WHAT YOU HAVE TO DO: Write out all of the entries below word for word.

EXERCISE MATERIAL:
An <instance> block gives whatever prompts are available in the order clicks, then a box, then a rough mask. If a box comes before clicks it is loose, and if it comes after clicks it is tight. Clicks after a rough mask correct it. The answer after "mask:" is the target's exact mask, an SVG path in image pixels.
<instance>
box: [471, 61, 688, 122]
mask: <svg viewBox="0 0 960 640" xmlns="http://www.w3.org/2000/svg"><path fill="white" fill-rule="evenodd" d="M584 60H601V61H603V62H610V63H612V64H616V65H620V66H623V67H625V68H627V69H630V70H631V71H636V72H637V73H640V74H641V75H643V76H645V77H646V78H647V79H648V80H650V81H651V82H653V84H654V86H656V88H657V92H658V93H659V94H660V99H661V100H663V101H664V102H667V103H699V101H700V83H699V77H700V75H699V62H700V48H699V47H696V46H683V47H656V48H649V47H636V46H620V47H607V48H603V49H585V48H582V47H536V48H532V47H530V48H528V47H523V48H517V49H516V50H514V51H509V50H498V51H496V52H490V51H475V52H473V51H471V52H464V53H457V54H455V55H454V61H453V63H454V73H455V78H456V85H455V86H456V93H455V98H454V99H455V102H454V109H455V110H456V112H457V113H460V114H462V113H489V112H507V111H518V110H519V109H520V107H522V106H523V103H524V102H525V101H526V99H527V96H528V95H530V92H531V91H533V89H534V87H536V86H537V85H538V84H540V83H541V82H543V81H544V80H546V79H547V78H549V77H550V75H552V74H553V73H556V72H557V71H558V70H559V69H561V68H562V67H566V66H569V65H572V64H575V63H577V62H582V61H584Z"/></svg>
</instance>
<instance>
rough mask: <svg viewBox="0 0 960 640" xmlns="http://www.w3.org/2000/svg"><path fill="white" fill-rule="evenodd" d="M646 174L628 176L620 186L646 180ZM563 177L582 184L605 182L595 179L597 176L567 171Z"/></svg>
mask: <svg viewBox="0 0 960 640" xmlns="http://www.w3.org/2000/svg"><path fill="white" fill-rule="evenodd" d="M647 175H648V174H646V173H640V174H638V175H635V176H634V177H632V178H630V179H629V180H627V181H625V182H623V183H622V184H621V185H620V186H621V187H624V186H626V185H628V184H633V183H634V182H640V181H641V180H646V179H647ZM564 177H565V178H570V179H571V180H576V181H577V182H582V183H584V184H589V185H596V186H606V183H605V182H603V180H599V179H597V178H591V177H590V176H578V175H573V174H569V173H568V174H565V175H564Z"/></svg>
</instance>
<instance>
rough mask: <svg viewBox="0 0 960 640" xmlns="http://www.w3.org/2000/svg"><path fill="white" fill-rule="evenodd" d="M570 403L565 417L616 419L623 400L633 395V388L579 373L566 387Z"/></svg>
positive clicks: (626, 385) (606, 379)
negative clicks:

ANSWER BOX:
An <instance> block gives whatever prompts are available in the order clicks, then a box, then a rough mask. If a box comes before clicks it is loose, and if it comes after clicks it is tight. Clicks after a rough mask correct it. The answer after "mask:" is the target's exact mask, an SVG path in image pixels.
<instance>
box: [471, 61, 688, 122]
mask: <svg viewBox="0 0 960 640" xmlns="http://www.w3.org/2000/svg"><path fill="white" fill-rule="evenodd" d="M584 60H601V61H603V62H610V63H612V64H616V65H620V66H623V67H625V68H627V69H630V70H631V71H636V72H637V73H640V74H641V75H643V76H645V77H646V78H647V79H648V80H650V81H651V82H653V84H654V86H656V88H657V92H658V93H659V94H660V99H661V100H663V101H664V102H667V103H699V101H700V83H699V77H700V75H699V62H700V48H699V47H696V46H683V47H656V48H649V47H636V46H620V47H607V48H603V49H585V48H582V47H536V48H532V47H530V48H528V47H523V48H517V49H516V50H514V51H509V50H498V51H496V52H490V51H475V52H473V51H471V52H464V53H457V54H455V55H454V61H453V63H454V73H455V78H456V85H455V86H456V93H455V98H454V99H455V102H454V109H455V110H456V112H457V113H460V114H462V113H489V112H507V111H518V110H519V109H520V107H522V106H523V103H524V102H525V101H526V99H527V96H528V95H530V92H531V91H533V89H534V87H536V86H537V85H538V84H540V83H541V82H543V81H544V80H546V79H547V78H549V77H550V75H552V74H553V73H556V72H557V71H558V70H559V69H561V68H562V67H566V66H569V65H572V64H575V63H577V62H582V61H584Z"/></svg>
</instance>
<instance>
rough mask: <svg viewBox="0 0 960 640" xmlns="http://www.w3.org/2000/svg"><path fill="white" fill-rule="evenodd" d="M646 174L628 176L620 186L646 180ZM563 177L582 184L605 182L595 179L597 176L567 171Z"/></svg>
mask: <svg viewBox="0 0 960 640" xmlns="http://www.w3.org/2000/svg"><path fill="white" fill-rule="evenodd" d="M647 175H648V174H646V173H640V174H638V175H635V176H634V177H632V178H630V179H629V180H627V181H625V182H623V183H622V184H621V185H620V186H621V187H624V186H626V185H628V184H633V183H634V182H640V181H641V180H646V179H647ZM564 177H565V178H570V179H571V180H576V181H577V182H582V183H584V184H589V185H596V186H606V183H605V182H603V180H599V179H597V178H591V177H590V176H578V175H573V174H569V173H568V174H565V175H564Z"/></svg>
</instance>
<instance>
rough mask: <svg viewBox="0 0 960 640" xmlns="http://www.w3.org/2000/svg"><path fill="white" fill-rule="evenodd" d="M570 403L565 417L616 419L623 400L633 395V388L579 373L566 387Z"/></svg>
positive clicks: (626, 385) (606, 379)
negative clicks:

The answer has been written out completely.